| WHAT IS BEING ASKED |
Repeat every record below exactly, omitting any pictures.
··· DATA FOR THE TASK ···
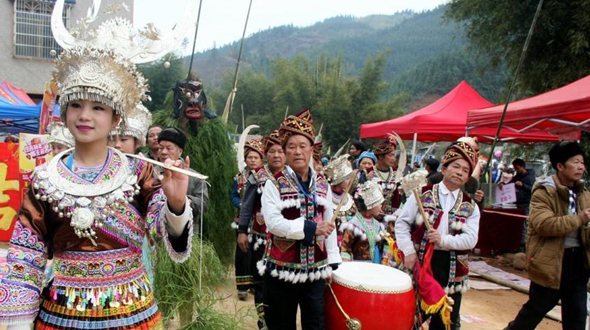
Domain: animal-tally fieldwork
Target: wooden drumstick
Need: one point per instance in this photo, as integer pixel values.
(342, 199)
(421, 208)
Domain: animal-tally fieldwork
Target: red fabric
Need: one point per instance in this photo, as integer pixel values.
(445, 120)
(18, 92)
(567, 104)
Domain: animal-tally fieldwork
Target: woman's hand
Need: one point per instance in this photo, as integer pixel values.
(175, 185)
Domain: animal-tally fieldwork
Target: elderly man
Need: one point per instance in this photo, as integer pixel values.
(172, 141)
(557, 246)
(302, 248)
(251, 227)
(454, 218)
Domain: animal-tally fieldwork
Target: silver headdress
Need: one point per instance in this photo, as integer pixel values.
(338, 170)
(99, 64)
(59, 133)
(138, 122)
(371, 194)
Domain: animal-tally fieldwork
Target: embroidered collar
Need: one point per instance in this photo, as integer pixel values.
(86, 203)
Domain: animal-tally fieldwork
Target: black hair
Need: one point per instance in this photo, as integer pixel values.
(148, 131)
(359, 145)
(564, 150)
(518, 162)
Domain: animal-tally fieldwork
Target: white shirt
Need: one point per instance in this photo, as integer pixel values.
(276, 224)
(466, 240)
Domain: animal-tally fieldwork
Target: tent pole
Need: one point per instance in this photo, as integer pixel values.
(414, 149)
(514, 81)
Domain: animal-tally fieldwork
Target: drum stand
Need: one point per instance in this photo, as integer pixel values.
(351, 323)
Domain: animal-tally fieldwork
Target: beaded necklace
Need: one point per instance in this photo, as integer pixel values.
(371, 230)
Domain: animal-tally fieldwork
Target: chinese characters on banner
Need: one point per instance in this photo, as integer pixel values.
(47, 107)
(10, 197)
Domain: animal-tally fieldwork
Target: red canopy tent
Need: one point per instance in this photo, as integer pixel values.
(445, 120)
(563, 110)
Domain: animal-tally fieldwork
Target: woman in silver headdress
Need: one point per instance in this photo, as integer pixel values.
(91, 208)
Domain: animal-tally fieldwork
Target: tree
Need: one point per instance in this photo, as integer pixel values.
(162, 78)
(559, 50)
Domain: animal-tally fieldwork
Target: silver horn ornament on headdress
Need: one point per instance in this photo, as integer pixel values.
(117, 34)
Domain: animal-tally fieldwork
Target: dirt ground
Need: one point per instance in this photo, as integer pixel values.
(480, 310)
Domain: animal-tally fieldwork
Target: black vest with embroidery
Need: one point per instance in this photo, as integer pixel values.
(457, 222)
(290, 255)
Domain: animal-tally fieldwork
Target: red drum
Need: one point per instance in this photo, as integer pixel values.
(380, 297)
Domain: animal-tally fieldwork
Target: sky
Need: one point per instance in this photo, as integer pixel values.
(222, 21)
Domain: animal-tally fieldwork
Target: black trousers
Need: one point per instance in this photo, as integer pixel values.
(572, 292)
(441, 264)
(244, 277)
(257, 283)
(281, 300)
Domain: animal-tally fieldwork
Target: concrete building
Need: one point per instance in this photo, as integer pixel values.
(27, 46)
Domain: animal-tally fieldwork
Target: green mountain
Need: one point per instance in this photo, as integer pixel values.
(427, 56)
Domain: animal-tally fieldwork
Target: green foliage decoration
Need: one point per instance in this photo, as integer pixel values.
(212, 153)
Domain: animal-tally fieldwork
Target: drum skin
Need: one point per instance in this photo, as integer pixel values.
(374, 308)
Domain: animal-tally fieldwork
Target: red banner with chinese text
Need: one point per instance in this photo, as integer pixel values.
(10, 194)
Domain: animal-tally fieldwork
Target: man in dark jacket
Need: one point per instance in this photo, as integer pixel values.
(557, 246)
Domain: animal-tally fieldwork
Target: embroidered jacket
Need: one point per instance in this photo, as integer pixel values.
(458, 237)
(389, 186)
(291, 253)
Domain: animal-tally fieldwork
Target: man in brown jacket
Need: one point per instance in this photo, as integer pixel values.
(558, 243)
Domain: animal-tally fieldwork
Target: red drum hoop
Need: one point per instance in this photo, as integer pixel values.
···
| EXERCISE RESPONSE |
Domain: animal-tally fieldwork
Target: wooden drumstick
Need: one point per instance in this photo, as integer pixel values.
(342, 199)
(421, 208)
Domain: animal-tally fieldwork
Target: red fabric
Need: one point per instance in this photo, as integer pixel values.
(445, 120)
(18, 92)
(567, 104)
Domain: animal-tally fieldwork
Target: woman's hand
Need: one point per instance in this photo, as integer pixel values.
(175, 185)
Domain: animal-tally fieldwork
Target: elderly man
Need: one point per instance in this photo, as integer pixel values.
(172, 141)
(557, 246)
(302, 248)
(251, 227)
(454, 218)
Domain: animal-tally fieldwork
Target: silver headdress
Need: one point per instance in this photo, as integer pixel values.
(338, 170)
(99, 64)
(59, 133)
(138, 122)
(371, 194)
Domain: animal-tally fieldwork
Target: embroidered collar
Need: one point per instance in this photo, as integer pixel values.
(86, 203)
Domain: animal-tally fieldwork
Target: black hair
Need: one point per instance in this photo, as integer pixel values.
(148, 131)
(359, 145)
(564, 150)
(518, 162)
Domain: animal-tally fieldwork
Target: white shirt
Need: one point per instance in this photo, as integer pixel values.
(276, 224)
(466, 240)
Domain: animal-tally fieldwork
Target: tent pole
Need: one point per instance in this photo, as integer pixel values.
(414, 149)
(514, 81)
Domain: animal-tally fieldwork
Target: drum stand
Need: one point per instance in this photo, as integer pixel values.
(351, 323)
Domain: animal-tally fieldwork
Target: beaded necklace
Need: one point per instance in this photo, as integer pixel values.
(371, 230)
Domain: animal-tally fieldwork
Target: chinese characters on banner
Need: one point per instance in this photo, as integer pixel values.
(47, 107)
(10, 197)
Domain: animal-tally fieldwork
Target: red canopy tent
Need: one point per instance in this photo, as integer pixel values.
(445, 120)
(563, 110)
Domain: animal-tally fieldwork
Target: woman in silver headdress
Need: one point per instance in this photo, as integer pixel values.
(91, 208)
Domain: animal-tally fieldwork
Target: tree
Need: one point per instance in this photo, as integer pixel values.
(162, 78)
(559, 50)
Domain: animal-tally fieldwork
Target: silver horn ornament on headdress
Need: one point per instance in this photo, as integer pixel values.
(117, 34)
Domain: animal-tally fieldwork
Target: dirt ground
Need: one point per instance in this photo, as integer pixel values.
(480, 310)
Domain: animal-tally fieldwork
Target: black vest with embroidery
Need: one point per instance in this photo, as integer pixel values.
(457, 222)
(290, 255)
Domain: animal-tally fieldwork
Target: red drum
Need: one point per instance in this photo, as integer pixel values.
(380, 297)
Domain: animal-tally fieldwork
Target: sky
Need: one point per instance in this photo, as integer pixel values.
(222, 21)
Domain: animal-tally fieldwork
Target: black trousers
Need: one point per instance in this photo, as integer pixel values.
(572, 292)
(441, 264)
(244, 277)
(257, 283)
(281, 300)
Domain: animal-tally fieldwork
Target: concrete building
Need: one point per instance in this photo, as integer pixel values.
(27, 46)
Domain: animal-tally fieldwork
Target: green mountain
Need: one point per instance in this photo, as integer pixel values.
(427, 56)
Domain: animal-tally fieldwork
Target: green foliage decoration
Need: one point per instance in this photo, as integer pixel values.
(212, 153)
Domain: animal-tally fieldwork
Target: drum skin
Need: one point per instance in this photo, as integer pixel values.
(374, 308)
Domain: animal-tally fieldwork
Target: red banner with chinese text
Need: one point per instance in this photo, as integer pixel values.
(10, 194)
Domain: animal-tally fieldwork
Target: man in dark jacket
Need: one point per instance in this photo, as integer pixel values.
(557, 246)
Domain: animal-tally fieldwork
Target: embroidered jacket
Need: one point per instance in this photo, as integer pixel values.
(458, 237)
(389, 186)
(291, 253)
Domain: animal-tally fieldwork
Target: man in brown jacket
Need: one point per instance in this photo, as integer pixel values.
(558, 243)
Domain: animal-tally fieldwork
Target: red drum hoop
Need: one point per instance in this photo, as integer pixel values.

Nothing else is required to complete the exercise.